## Text excerpt
• • • • •

I want to thank all of you who have given me encouragement, either directly or through cards, since my mom died on April 6. She had been diagnosed with cancer a year ago February. She was 87 and had made the decision not to go through extensive treatments that would likely have done more harm than good. As many of you know she moved up from North Carolina to stay with Charleen and me last summer, and then in the fall moved up to my brother’s home in Potsdam, NY. Phil and his wife went far beyond the call of duty to minister to her many needs in the last few months of her life. We will be holding a memorial service for her back in North Carolina in a couple of weeks, and anticipate the whole family, including grandchildren and great-grandchildren, as well as other family members and friends to converge for the service.
We had been anticipating her death for over a year so it did not come as any great surprise. Nevertheless, it catches me off guard that I can no longer pick up the telephone and call her. Despite the sorrow, we as Christians are not without hope. So much of the gospel message is about this hope, from John 3:16 – “shall not perish but have everlasting life” to John 14 – “I go to prepare a place for you”, to Revelation 21- “and death shall be no more…”.

• • • • •

## Dataset extract
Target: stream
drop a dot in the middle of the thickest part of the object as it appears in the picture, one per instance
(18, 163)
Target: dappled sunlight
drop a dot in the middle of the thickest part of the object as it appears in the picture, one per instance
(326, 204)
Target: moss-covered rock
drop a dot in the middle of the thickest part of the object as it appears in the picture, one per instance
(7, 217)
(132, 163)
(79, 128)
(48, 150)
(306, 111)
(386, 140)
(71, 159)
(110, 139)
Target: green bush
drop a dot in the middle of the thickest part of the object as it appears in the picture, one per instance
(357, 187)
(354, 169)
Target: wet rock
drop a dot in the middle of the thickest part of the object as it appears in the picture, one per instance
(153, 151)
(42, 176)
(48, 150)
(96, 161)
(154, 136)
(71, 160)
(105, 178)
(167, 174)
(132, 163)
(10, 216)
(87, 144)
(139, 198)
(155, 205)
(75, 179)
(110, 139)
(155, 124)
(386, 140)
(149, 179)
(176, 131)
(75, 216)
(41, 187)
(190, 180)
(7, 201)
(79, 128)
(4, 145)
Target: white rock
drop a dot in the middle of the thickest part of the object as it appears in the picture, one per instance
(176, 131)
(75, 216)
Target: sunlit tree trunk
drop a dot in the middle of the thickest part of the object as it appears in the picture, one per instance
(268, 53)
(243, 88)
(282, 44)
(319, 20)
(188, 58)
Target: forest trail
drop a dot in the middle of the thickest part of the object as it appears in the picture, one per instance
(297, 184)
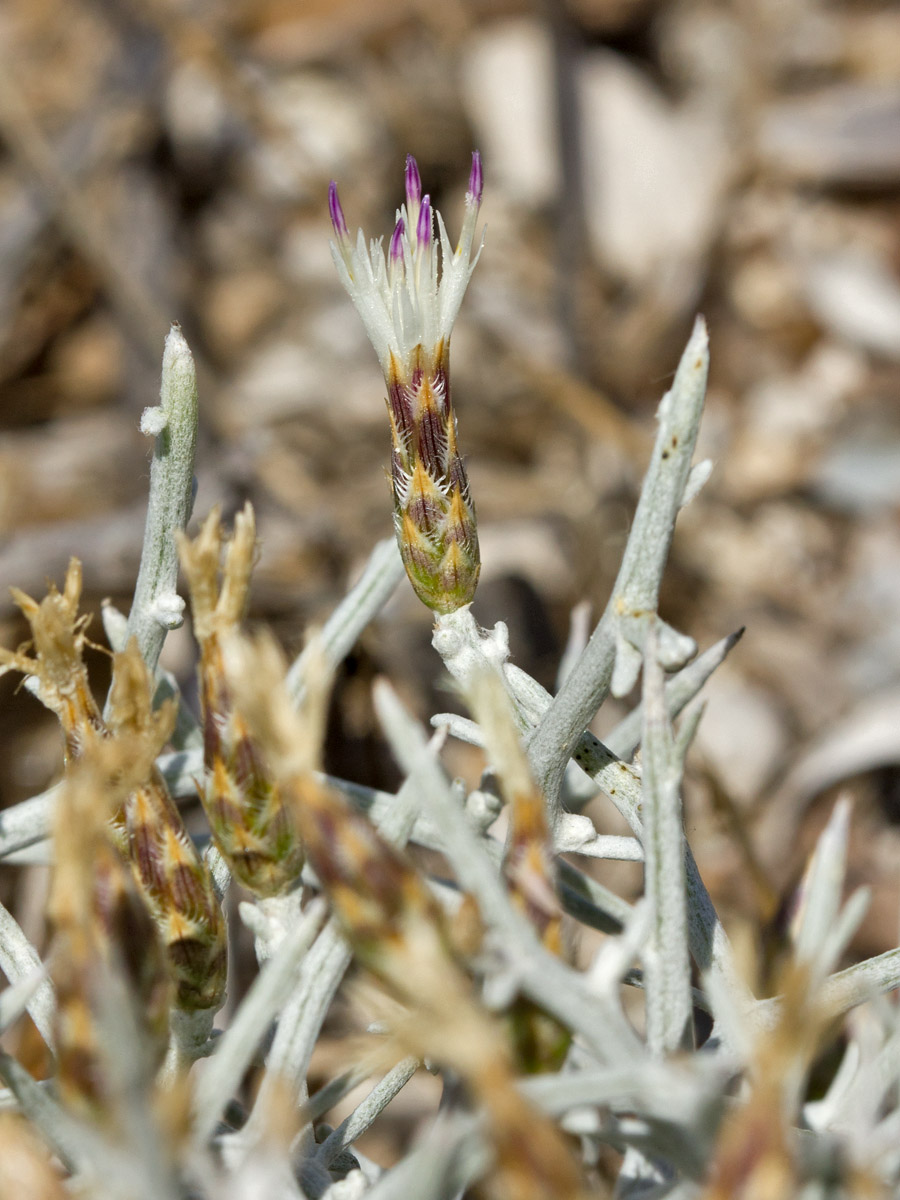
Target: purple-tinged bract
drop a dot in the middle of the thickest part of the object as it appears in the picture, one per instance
(408, 301)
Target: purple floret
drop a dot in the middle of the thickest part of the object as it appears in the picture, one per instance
(334, 207)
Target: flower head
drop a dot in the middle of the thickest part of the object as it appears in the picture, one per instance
(408, 299)
(411, 297)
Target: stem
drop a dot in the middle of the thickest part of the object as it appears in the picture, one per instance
(156, 607)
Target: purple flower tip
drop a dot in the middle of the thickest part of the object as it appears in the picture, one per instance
(336, 213)
(423, 231)
(414, 183)
(396, 246)
(477, 179)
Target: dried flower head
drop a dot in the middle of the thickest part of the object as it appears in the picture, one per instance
(399, 931)
(57, 664)
(103, 929)
(174, 879)
(408, 301)
(246, 813)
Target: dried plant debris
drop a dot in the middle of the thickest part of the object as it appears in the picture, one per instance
(589, 1039)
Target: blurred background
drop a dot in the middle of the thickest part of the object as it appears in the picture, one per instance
(643, 160)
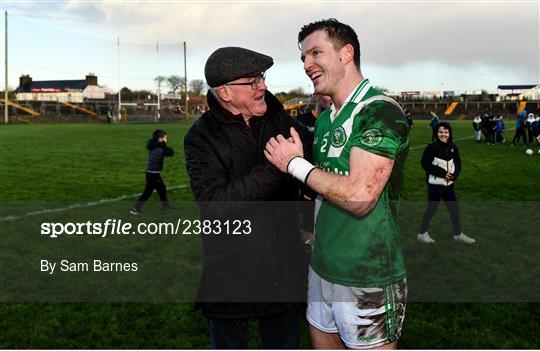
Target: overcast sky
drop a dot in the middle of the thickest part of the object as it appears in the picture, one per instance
(405, 45)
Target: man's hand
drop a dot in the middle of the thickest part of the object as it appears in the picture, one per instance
(279, 151)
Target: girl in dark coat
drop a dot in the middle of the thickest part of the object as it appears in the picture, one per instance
(442, 165)
(157, 149)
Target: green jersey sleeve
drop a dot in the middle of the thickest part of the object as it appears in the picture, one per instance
(380, 128)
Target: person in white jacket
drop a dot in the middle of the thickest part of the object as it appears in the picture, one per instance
(442, 165)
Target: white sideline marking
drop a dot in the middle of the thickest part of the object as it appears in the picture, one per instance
(86, 204)
(103, 201)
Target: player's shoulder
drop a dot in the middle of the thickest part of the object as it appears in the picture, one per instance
(379, 108)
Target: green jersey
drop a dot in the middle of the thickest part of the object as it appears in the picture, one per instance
(349, 250)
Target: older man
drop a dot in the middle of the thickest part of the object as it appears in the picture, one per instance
(357, 288)
(261, 273)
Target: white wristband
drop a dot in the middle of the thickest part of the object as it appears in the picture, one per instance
(300, 168)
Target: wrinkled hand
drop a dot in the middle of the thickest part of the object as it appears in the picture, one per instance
(279, 151)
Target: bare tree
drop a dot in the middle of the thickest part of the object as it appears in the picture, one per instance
(175, 83)
(196, 86)
(160, 80)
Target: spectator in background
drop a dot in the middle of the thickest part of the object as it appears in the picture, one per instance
(485, 125)
(528, 125)
(491, 126)
(408, 114)
(536, 129)
(477, 125)
(499, 129)
(520, 129)
(158, 150)
(434, 125)
(442, 164)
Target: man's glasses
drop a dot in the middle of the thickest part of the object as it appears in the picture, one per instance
(254, 84)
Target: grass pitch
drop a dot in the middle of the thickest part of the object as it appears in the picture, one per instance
(56, 166)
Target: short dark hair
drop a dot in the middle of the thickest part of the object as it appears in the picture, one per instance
(340, 34)
(158, 133)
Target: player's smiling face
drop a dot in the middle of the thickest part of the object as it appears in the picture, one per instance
(443, 134)
(321, 63)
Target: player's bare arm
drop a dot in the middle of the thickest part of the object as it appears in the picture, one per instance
(357, 193)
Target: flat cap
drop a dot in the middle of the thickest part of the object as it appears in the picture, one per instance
(231, 63)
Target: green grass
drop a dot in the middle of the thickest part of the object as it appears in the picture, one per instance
(52, 166)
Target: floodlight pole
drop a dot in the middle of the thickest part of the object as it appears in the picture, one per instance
(6, 114)
(119, 88)
(159, 83)
(186, 98)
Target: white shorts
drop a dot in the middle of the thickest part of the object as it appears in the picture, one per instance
(363, 317)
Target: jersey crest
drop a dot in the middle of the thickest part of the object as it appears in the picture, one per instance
(339, 137)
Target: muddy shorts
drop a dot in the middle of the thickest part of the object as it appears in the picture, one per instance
(363, 317)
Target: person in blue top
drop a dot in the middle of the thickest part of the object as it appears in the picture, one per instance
(499, 129)
(520, 129)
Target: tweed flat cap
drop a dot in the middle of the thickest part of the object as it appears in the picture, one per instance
(231, 63)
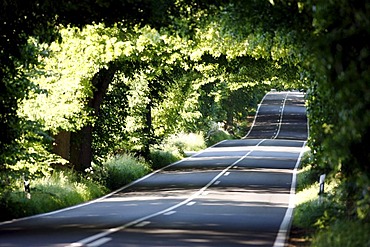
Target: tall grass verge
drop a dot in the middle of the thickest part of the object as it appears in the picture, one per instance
(60, 190)
(123, 169)
(174, 148)
(344, 233)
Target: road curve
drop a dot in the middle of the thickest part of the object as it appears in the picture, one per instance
(236, 193)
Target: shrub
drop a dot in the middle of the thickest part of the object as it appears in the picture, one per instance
(217, 136)
(160, 158)
(61, 189)
(344, 233)
(123, 169)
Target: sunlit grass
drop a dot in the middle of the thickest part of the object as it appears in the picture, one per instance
(60, 190)
(123, 169)
(344, 233)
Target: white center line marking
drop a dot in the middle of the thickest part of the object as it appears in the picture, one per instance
(99, 242)
(169, 213)
(143, 223)
(139, 222)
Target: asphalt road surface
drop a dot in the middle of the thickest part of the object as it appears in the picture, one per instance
(236, 193)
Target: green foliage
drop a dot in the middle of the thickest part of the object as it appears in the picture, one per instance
(339, 98)
(216, 135)
(174, 148)
(60, 190)
(162, 158)
(123, 169)
(344, 233)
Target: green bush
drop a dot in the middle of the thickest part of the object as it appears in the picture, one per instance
(61, 189)
(160, 158)
(184, 142)
(123, 169)
(344, 233)
(217, 136)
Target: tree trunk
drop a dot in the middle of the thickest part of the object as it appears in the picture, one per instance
(81, 141)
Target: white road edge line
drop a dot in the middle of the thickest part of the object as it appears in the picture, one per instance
(287, 220)
(107, 195)
(255, 116)
(110, 231)
(281, 116)
(99, 242)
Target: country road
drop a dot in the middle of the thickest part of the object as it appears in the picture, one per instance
(235, 193)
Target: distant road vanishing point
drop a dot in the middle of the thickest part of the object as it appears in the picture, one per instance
(235, 193)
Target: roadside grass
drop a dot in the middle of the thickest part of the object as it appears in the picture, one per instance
(344, 233)
(174, 148)
(217, 136)
(64, 188)
(123, 169)
(60, 190)
(320, 220)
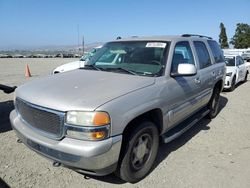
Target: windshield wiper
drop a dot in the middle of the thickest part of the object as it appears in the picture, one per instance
(91, 67)
(122, 69)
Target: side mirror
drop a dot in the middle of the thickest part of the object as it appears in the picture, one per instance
(185, 70)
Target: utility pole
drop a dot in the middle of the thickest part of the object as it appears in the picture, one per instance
(78, 36)
(83, 44)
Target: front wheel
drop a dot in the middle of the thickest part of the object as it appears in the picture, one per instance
(139, 152)
(233, 84)
(214, 103)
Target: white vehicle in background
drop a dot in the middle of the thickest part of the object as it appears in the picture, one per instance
(236, 71)
(76, 64)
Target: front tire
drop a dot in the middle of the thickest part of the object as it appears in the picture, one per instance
(214, 103)
(233, 84)
(139, 152)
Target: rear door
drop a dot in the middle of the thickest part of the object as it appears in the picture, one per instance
(206, 70)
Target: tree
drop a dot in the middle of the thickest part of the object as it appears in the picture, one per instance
(223, 37)
(241, 38)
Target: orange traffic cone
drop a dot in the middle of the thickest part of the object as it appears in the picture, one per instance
(27, 71)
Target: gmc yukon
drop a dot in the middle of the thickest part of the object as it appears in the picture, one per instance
(110, 115)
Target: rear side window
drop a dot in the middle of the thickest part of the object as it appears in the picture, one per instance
(203, 55)
(182, 54)
(217, 52)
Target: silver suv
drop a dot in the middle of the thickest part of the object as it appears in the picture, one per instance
(109, 115)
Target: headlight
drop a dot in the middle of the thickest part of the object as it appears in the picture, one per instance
(87, 125)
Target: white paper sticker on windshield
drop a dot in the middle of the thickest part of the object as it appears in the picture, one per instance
(156, 45)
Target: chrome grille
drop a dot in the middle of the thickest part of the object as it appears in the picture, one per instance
(48, 121)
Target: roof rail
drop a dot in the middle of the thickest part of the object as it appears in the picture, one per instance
(194, 35)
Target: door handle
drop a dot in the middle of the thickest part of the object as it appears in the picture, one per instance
(197, 80)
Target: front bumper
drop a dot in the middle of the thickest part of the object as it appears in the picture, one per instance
(228, 82)
(91, 157)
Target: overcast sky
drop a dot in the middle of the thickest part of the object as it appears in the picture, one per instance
(34, 23)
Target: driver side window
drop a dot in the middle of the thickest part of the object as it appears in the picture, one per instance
(182, 55)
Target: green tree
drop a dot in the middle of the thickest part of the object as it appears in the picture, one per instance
(241, 38)
(223, 37)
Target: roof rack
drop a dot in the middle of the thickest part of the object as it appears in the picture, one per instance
(194, 35)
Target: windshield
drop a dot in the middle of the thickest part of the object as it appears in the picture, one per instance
(89, 54)
(142, 58)
(230, 61)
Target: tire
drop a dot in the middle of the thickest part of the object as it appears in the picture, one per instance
(139, 152)
(214, 103)
(233, 84)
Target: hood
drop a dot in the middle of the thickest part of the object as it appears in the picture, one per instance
(231, 69)
(80, 89)
(70, 66)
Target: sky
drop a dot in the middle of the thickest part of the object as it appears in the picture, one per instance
(36, 23)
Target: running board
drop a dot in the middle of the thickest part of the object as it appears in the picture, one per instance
(178, 130)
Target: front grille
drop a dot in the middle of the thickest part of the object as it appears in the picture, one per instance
(47, 121)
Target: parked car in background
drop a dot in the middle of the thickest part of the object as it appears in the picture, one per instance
(76, 64)
(109, 115)
(236, 71)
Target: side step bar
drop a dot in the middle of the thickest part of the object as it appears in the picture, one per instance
(178, 130)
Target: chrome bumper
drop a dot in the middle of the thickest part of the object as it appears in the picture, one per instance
(91, 157)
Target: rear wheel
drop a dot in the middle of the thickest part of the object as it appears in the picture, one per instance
(214, 103)
(233, 84)
(139, 152)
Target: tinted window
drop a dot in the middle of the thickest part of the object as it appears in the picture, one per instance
(203, 55)
(230, 61)
(241, 61)
(217, 52)
(182, 54)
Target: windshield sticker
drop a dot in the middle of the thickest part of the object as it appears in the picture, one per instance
(118, 51)
(155, 45)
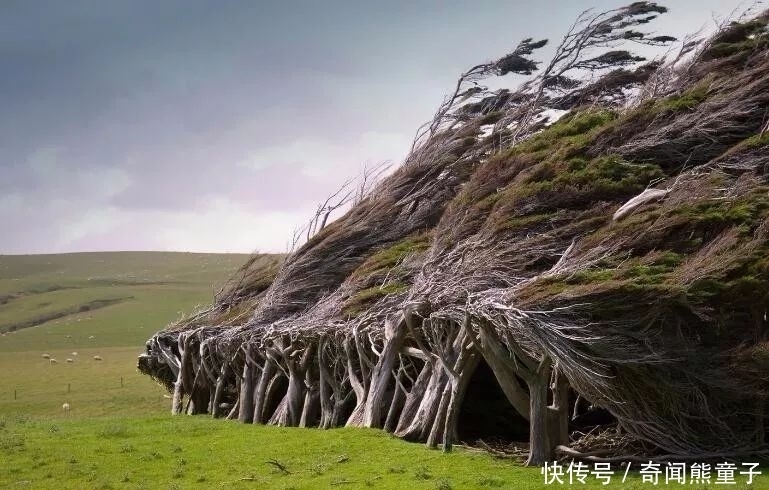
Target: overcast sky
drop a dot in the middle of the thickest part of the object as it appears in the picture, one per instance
(213, 125)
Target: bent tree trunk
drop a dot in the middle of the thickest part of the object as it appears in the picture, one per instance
(382, 373)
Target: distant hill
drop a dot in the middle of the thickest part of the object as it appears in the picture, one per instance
(116, 297)
(580, 261)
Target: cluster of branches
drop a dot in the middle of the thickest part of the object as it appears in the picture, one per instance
(404, 364)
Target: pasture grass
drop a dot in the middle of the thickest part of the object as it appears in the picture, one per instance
(118, 434)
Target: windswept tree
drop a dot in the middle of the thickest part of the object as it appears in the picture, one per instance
(614, 257)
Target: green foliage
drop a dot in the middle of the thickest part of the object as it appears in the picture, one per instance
(739, 39)
(224, 454)
(572, 130)
(689, 99)
(367, 297)
(391, 256)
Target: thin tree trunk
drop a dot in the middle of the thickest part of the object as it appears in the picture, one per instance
(221, 382)
(540, 449)
(381, 375)
(246, 413)
(260, 395)
(414, 398)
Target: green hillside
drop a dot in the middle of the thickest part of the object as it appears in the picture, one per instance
(117, 297)
(94, 304)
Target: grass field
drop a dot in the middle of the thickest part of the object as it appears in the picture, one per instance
(119, 434)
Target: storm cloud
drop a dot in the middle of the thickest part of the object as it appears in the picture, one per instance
(217, 126)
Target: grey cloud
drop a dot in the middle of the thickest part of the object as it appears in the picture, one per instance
(143, 108)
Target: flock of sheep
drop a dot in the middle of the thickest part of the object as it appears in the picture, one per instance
(66, 407)
(69, 359)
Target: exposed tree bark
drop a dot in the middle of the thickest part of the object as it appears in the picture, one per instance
(260, 395)
(221, 382)
(381, 375)
(246, 412)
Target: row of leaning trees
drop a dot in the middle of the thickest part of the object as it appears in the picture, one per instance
(384, 315)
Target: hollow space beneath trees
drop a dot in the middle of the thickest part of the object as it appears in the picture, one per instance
(487, 414)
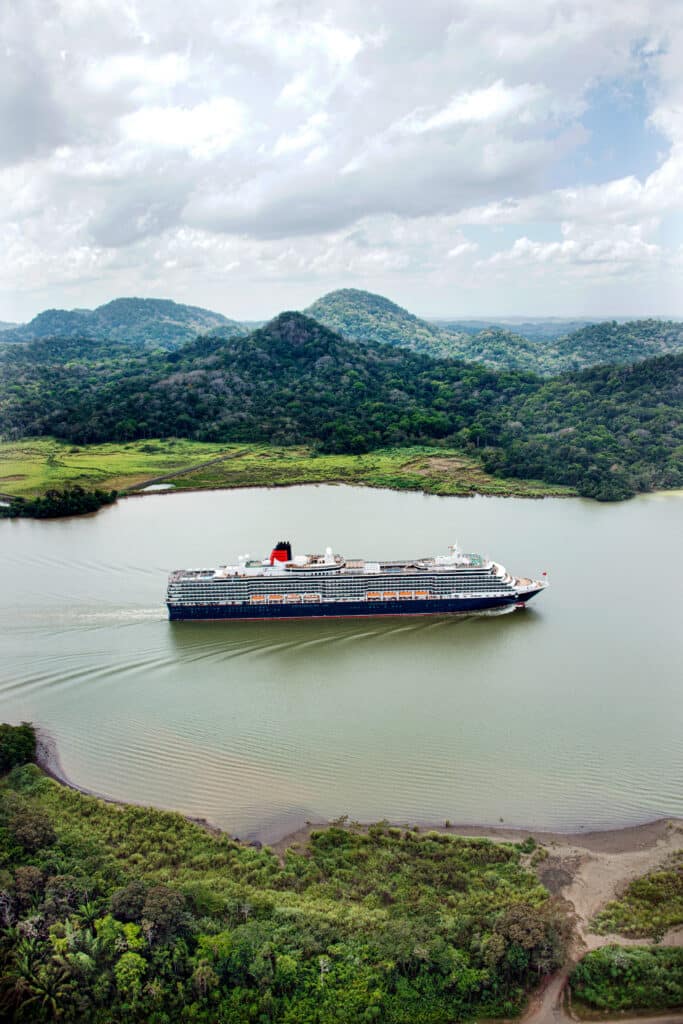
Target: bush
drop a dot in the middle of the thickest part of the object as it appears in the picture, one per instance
(631, 978)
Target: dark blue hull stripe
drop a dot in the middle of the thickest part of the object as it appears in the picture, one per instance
(344, 609)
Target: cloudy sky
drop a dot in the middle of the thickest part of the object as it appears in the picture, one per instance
(462, 157)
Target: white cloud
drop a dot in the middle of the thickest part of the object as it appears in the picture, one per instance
(204, 130)
(314, 145)
(480, 105)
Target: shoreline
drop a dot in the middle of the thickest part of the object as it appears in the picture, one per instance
(621, 840)
(585, 870)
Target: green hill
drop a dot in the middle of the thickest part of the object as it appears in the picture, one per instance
(365, 316)
(619, 343)
(532, 330)
(608, 431)
(545, 347)
(147, 323)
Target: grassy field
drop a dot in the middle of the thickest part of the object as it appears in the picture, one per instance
(31, 467)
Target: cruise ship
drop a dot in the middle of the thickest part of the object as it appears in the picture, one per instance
(329, 586)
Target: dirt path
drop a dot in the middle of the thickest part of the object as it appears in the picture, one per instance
(185, 472)
(589, 878)
(588, 870)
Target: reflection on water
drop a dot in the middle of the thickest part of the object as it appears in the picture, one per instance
(566, 715)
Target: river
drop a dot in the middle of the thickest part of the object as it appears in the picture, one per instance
(565, 716)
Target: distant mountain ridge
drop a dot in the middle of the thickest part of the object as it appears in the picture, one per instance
(364, 316)
(146, 323)
(534, 330)
(607, 431)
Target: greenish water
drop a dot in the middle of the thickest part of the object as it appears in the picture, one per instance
(568, 715)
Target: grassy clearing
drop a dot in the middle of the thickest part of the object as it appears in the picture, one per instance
(435, 471)
(29, 468)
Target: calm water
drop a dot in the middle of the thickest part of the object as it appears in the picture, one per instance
(567, 715)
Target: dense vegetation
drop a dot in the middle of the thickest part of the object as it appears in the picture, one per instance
(364, 316)
(147, 323)
(71, 501)
(649, 906)
(536, 330)
(608, 432)
(124, 913)
(634, 978)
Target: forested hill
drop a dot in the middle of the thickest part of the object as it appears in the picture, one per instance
(364, 316)
(608, 431)
(532, 330)
(150, 323)
(619, 343)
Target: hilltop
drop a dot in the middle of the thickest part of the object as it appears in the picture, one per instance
(365, 316)
(147, 323)
(607, 432)
(546, 350)
(619, 343)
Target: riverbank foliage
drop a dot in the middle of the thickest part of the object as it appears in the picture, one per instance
(125, 913)
(649, 906)
(606, 432)
(617, 978)
(54, 504)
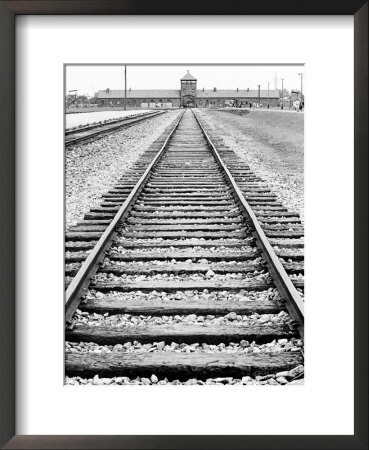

• • • • •

## Problem 1
List every Bible passage that the note about the writer's mother's death cites by book and chapter.
## Problem 2
Answer these questions from the note about the writer's mother's death:
(a) How old was the mother?
(b) Where will the memorial service be held?
(c) Which passage does the note pair with the words "I go to prepare a place for you"?
## Problem 3
According to the note about the writer's mother's death, why did her death come as no great surprise?

## Answer space 1
John 3:16
John 14
Revelation 21

## Answer space 2
(a) She was 87.
(b) In North Carolina.
(c) John 14.

## Answer space 3
Her death came as no great surprise because the family had been anticipating it for over a year. She had been diagnosed with cancer a year ago February.